TASK INSTRUCTIONS
In the data below, find each line containing the string "house" and return it.

=== DATA FOR THIS TASK ===

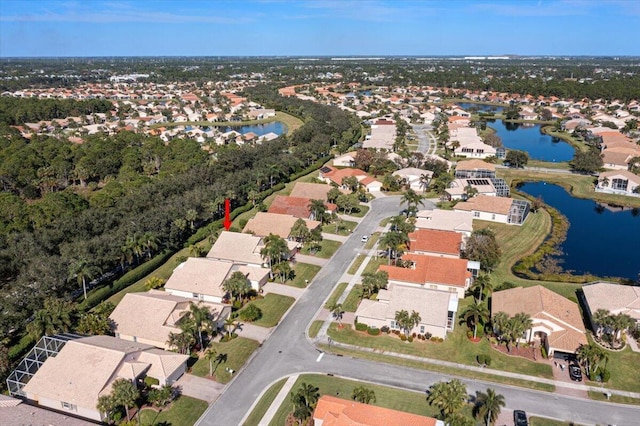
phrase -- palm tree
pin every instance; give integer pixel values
(476, 311)
(488, 405)
(210, 355)
(124, 393)
(81, 270)
(363, 395)
(449, 397)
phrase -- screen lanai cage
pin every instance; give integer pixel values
(29, 365)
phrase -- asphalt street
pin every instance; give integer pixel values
(288, 351)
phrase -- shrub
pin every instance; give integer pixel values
(250, 313)
(374, 331)
(361, 327)
(151, 381)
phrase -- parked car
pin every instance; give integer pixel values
(575, 373)
(520, 418)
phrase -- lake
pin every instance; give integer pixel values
(530, 138)
(259, 129)
(601, 240)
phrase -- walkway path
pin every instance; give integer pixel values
(277, 402)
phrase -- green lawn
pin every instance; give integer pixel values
(237, 350)
(303, 272)
(455, 348)
(337, 292)
(328, 247)
(351, 302)
(184, 411)
(349, 226)
(356, 264)
(273, 307)
(265, 402)
(393, 398)
(314, 328)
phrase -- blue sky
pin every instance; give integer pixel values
(318, 27)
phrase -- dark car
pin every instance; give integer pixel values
(520, 418)
(575, 373)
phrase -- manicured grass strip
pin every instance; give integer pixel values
(328, 247)
(389, 359)
(273, 307)
(356, 264)
(396, 399)
(456, 348)
(335, 295)
(600, 396)
(314, 328)
(183, 411)
(303, 271)
(348, 226)
(263, 405)
(237, 351)
(353, 299)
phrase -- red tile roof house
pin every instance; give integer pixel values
(436, 243)
(557, 323)
(297, 206)
(437, 309)
(332, 411)
(432, 272)
(496, 209)
(620, 182)
(331, 174)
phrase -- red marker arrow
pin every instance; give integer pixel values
(227, 214)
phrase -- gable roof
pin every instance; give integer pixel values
(263, 224)
(151, 315)
(485, 203)
(430, 269)
(435, 241)
(616, 298)
(85, 368)
(543, 304)
(332, 411)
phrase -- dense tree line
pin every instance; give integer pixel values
(114, 201)
(17, 111)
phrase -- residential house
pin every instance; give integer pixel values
(263, 224)
(332, 411)
(432, 272)
(615, 298)
(414, 178)
(243, 249)
(85, 369)
(620, 182)
(496, 209)
(557, 324)
(437, 309)
(150, 317)
(298, 207)
(201, 279)
(446, 220)
(436, 243)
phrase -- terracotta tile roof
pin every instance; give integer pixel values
(434, 241)
(543, 305)
(430, 269)
(486, 203)
(332, 411)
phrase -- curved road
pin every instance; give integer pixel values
(287, 351)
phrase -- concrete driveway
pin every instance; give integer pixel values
(199, 387)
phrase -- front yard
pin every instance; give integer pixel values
(237, 352)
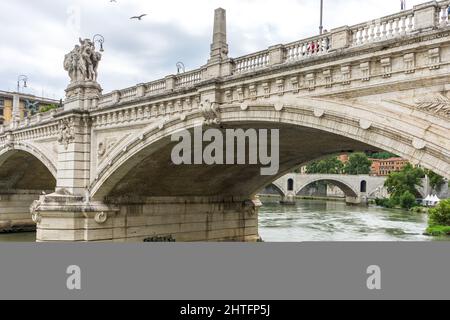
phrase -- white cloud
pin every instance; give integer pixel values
(36, 34)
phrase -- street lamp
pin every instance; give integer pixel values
(180, 67)
(321, 17)
(100, 39)
(21, 78)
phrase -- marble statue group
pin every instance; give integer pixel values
(82, 62)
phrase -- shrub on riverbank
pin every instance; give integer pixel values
(406, 201)
(439, 219)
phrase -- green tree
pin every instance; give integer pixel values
(436, 181)
(440, 216)
(382, 155)
(330, 165)
(407, 200)
(406, 180)
(358, 163)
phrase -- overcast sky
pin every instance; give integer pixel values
(35, 35)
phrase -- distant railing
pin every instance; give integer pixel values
(252, 62)
(188, 79)
(444, 13)
(385, 28)
(382, 29)
(155, 86)
(307, 48)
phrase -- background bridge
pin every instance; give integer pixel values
(103, 161)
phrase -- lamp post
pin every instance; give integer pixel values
(21, 78)
(98, 38)
(180, 67)
(321, 17)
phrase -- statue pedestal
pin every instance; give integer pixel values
(80, 95)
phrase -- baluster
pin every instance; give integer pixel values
(404, 25)
(445, 15)
(391, 28)
(355, 36)
(385, 23)
(366, 34)
(397, 26)
(372, 32)
(410, 24)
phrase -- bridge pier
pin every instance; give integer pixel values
(15, 211)
(69, 218)
(356, 201)
(289, 199)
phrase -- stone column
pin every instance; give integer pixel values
(340, 38)
(73, 169)
(16, 108)
(426, 16)
(15, 211)
(289, 199)
(219, 65)
(276, 54)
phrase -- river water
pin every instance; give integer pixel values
(317, 220)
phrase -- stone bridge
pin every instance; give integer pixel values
(358, 189)
(100, 168)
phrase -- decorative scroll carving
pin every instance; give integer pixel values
(35, 214)
(105, 146)
(101, 217)
(211, 112)
(66, 133)
(438, 104)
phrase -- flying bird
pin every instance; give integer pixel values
(139, 17)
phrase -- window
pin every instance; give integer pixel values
(363, 186)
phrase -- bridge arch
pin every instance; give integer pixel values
(23, 166)
(348, 190)
(310, 129)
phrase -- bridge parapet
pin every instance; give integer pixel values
(338, 71)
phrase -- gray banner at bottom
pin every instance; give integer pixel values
(264, 271)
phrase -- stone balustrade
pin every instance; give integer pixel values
(251, 62)
(429, 15)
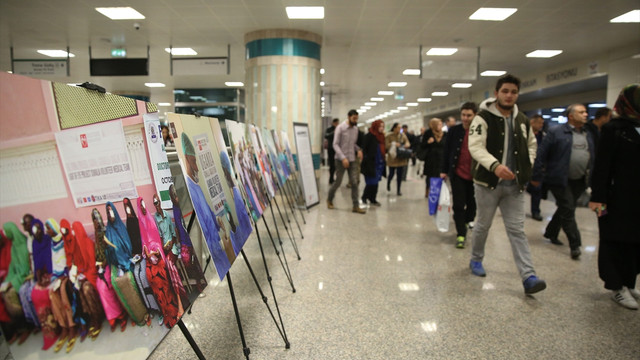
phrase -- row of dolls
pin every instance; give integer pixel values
(57, 280)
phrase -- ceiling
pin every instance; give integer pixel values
(366, 43)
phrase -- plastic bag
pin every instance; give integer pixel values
(434, 194)
(443, 215)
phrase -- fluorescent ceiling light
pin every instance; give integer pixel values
(411, 72)
(597, 105)
(492, 14)
(181, 51)
(55, 53)
(632, 16)
(120, 13)
(305, 12)
(493, 73)
(441, 51)
(544, 53)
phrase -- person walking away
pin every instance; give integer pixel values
(503, 149)
(373, 165)
(348, 153)
(328, 135)
(456, 165)
(615, 196)
(537, 124)
(395, 138)
(564, 162)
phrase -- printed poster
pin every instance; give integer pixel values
(158, 159)
(96, 163)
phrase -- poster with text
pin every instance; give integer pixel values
(96, 163)
(305, 159)
(248, 173)
(262, 160)
(158, 159)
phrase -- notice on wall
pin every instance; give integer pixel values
(96, 163)
(305, 162)
(158, 157)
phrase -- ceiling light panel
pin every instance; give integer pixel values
(305, 12)
(120, 13)
(492, 14)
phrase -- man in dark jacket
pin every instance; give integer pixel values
(564, 162)
(456, 164)
(328, 135)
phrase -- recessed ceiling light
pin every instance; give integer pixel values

===

RESULT FOR THIS EXERCISE
phrase -- red tile roof house
phrase -- residential house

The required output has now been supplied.